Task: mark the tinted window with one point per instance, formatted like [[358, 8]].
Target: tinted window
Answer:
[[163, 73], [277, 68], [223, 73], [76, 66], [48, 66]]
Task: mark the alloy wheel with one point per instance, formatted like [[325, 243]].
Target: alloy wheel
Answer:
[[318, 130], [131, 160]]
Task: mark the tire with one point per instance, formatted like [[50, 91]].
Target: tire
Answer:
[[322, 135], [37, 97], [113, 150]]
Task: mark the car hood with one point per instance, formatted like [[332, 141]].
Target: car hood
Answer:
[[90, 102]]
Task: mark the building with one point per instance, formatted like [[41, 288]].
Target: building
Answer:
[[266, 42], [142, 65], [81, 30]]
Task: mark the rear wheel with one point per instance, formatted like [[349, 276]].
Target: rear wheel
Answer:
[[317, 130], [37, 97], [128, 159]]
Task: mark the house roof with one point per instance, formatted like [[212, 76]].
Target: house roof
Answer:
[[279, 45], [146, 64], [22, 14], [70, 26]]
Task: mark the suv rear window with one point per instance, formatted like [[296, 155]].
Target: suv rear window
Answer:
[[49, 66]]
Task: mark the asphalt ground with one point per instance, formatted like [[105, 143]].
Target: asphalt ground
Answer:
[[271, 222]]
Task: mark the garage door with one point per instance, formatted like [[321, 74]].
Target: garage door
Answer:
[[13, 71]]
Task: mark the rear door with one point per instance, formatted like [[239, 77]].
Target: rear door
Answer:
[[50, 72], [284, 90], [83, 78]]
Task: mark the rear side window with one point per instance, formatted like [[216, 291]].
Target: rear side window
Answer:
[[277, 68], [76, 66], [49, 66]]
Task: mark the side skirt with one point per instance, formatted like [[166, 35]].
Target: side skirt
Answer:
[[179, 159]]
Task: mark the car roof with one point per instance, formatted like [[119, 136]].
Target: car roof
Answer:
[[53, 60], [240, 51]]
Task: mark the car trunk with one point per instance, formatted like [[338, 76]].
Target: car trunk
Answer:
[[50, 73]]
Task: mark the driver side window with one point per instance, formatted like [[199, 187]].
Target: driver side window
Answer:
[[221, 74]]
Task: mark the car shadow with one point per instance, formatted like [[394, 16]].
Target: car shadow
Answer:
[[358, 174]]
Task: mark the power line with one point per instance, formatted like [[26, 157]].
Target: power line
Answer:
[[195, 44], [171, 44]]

##########

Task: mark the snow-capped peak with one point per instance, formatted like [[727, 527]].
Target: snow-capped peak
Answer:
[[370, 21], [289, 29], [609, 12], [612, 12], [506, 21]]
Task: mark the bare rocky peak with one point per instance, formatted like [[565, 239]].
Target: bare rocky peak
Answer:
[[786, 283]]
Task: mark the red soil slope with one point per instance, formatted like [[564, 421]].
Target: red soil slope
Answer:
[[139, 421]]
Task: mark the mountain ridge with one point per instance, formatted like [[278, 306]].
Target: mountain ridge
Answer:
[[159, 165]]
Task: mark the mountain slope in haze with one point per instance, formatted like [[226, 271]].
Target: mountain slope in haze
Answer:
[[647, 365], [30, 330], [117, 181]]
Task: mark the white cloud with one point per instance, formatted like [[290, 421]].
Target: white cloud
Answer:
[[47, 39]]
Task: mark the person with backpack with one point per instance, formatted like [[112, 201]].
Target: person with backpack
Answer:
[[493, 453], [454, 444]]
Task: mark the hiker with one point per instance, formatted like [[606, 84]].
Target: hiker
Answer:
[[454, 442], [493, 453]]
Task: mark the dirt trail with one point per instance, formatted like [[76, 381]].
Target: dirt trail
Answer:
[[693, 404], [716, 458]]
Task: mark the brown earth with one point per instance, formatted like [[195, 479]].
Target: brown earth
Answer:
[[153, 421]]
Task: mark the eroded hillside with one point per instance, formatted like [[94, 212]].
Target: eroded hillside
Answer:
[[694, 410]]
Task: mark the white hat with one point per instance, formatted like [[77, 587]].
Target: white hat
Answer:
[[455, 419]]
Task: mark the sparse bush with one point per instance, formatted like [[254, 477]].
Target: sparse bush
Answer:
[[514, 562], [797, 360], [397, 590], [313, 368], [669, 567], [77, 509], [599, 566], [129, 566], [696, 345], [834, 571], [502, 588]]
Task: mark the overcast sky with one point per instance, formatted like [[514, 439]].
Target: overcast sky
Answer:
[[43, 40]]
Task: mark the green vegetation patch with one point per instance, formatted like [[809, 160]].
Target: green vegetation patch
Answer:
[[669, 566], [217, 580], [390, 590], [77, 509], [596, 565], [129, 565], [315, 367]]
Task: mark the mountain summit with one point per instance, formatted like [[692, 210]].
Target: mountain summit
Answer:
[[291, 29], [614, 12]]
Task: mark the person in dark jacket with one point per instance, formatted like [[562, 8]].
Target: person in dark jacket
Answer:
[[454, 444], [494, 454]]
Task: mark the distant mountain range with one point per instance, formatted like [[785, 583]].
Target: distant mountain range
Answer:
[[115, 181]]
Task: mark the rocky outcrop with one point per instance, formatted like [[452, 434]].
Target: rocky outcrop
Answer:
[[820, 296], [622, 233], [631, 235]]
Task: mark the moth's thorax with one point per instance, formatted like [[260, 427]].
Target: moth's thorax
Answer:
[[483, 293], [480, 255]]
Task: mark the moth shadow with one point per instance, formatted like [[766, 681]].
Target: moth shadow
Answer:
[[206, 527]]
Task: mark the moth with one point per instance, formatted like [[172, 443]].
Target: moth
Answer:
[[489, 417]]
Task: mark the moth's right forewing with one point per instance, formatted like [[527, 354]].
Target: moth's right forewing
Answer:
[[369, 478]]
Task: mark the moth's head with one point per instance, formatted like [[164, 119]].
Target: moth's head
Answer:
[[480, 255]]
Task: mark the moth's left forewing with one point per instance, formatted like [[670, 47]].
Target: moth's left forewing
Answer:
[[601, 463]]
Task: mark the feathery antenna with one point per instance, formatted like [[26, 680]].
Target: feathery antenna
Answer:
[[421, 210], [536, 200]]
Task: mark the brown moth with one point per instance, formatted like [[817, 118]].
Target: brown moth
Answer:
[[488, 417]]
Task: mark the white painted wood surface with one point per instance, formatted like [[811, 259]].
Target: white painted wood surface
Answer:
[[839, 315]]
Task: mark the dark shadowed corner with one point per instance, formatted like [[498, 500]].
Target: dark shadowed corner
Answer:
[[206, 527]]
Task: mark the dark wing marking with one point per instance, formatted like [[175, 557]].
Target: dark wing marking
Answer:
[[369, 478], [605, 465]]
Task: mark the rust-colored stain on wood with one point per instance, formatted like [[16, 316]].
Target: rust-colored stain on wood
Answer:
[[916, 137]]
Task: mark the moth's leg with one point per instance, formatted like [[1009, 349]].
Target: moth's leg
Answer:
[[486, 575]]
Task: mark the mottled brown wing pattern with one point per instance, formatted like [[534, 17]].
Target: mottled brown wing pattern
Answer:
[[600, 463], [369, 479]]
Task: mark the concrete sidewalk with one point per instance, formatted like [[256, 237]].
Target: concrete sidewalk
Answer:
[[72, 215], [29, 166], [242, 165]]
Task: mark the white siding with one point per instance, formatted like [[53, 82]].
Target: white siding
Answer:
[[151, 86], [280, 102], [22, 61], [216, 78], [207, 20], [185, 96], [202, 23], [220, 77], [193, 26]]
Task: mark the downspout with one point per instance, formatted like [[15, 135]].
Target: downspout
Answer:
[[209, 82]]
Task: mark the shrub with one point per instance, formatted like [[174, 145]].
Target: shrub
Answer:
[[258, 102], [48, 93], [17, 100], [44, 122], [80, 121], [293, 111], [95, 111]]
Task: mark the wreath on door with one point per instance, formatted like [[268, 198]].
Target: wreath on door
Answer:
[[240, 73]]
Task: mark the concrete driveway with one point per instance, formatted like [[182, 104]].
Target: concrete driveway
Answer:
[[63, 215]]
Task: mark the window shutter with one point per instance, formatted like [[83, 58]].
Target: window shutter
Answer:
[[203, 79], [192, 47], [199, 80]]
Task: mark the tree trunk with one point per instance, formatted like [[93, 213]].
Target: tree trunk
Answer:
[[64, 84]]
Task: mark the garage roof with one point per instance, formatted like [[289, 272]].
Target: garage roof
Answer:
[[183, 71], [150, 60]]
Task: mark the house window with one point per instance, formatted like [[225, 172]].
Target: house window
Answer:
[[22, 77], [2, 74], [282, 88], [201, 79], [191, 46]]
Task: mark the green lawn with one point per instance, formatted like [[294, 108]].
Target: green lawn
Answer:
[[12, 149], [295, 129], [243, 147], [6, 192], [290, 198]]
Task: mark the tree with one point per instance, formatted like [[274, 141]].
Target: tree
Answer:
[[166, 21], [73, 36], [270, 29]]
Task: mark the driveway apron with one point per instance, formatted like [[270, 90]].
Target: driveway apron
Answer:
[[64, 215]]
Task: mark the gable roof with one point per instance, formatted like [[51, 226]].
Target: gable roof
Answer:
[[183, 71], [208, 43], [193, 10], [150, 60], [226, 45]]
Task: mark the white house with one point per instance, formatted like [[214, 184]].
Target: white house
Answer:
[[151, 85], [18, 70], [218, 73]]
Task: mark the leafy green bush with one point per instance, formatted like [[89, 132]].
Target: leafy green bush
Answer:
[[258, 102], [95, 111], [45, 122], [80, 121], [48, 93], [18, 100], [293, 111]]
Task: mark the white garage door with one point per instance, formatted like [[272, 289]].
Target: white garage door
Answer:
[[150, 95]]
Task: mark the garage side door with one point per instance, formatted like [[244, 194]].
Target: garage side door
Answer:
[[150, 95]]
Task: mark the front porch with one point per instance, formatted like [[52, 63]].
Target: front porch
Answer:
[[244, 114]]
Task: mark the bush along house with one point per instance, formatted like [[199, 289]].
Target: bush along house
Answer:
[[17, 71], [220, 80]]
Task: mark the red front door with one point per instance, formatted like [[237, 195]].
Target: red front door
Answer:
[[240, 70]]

##########

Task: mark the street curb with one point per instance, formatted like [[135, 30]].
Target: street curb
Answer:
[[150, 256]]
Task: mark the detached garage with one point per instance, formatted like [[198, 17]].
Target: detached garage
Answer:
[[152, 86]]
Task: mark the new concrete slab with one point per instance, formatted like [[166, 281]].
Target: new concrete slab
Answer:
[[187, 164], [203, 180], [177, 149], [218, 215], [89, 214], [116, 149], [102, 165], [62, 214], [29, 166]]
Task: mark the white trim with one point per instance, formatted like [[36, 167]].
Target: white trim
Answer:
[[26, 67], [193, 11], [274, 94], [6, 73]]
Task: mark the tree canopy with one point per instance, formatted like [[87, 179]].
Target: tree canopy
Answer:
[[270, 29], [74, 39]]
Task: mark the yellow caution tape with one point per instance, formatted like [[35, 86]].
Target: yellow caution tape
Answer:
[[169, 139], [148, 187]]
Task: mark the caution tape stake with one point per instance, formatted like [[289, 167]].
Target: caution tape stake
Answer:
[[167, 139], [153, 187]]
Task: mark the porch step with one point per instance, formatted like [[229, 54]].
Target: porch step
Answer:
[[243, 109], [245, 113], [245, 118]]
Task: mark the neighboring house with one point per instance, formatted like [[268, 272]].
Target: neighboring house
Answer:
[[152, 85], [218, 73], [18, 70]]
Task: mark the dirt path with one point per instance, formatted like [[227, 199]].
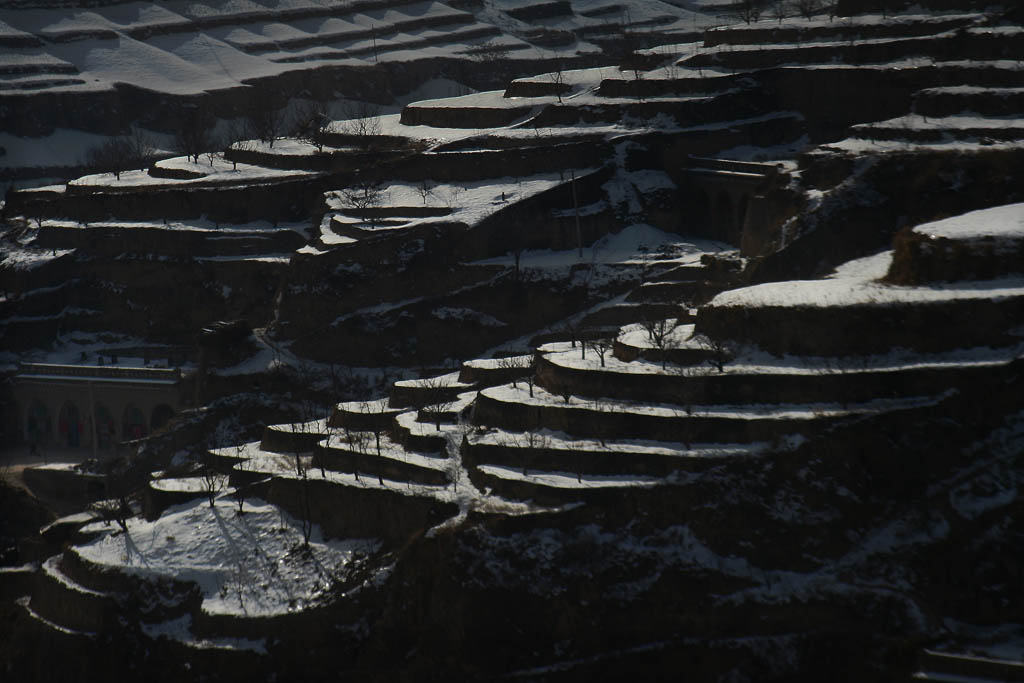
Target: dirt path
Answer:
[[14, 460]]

##########

> GIVEN TASK:
Can you turn the data from the line with "Task: mark the white house" up to and including the line with "[[240, 70]]" into a Markdown table with the columns Row and Line, numbering each row and skipping blank lines?

> PROBLEM SOLUTION:
| Row | Line |
|---|---|
| 1 | Task: mark the white house with one point per instance, formatted like [[214, 184]]. |
| 2 | Target: white house |
| 3 | Answer: |
| 4 | [[151, 85], [18, 70], [218, 73]] |
| 5 | Task: mark the leafy green bush with one point per instance, formatted like [[89, 132]]. |
| 6 | Target: leafy green bush |
| 7 | Answer: |
| 8 | [[258, 102], [95, 111], [45, 122], [80, 121], [48, 93], [18, 100], [293, 111]] |
| 9 | Task: mark the white garage door with one point per instance, formatted like [[272, 289]]. |
| 10 | Target: white garage door |
| 11 | Answer: |
| 12 | [[150, 95]] |
| 13 | Task: mark the garage side door with one point per instance, formatted like [[244, 194]]. |
| 14 | Target: garage side door |
| 15 | Answer: |
| 16 | [[150, 95]] |
| 17 | Task: mark the front porch with one point per instance, formatted like [[52, 63]]. |
| 18 | Target: front porch |
| 19 | Answer: |
| 20 | [[244, 114]] |
| 21 | Task: mark the bush along house with one point per instance, formatted like [[199, 289]]. |
| 22 | Target: bush along house |
| 23 | Answer: |
| 24 | [[17, 71], [220, 80]] |
| 25 | Task: mark the red front door with one point per instance, formatted like [[237, 195]]. |
| 26 | Target: red front door |
| 27 | Answer: |
| 28 | [[240, 70]] |